WHAT YOU WILL DO:
Output the entries below word for word and line for line, leaving out the pictures.

THE INPUT:

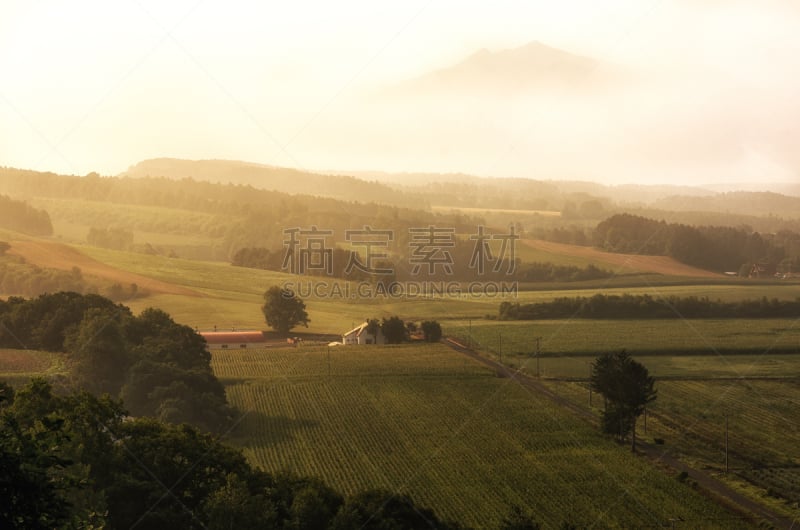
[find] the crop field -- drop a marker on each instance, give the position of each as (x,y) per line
(619,263)
(763,419)
(424,420)
(644,337)
(18,366)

COMPLETE RESPONSE:
[find] the crop field -- drop a marker on each instance, give the position of each as (x,y) per line
(619,263)
(763,419)
(424,420)
(644,337)
(18,366)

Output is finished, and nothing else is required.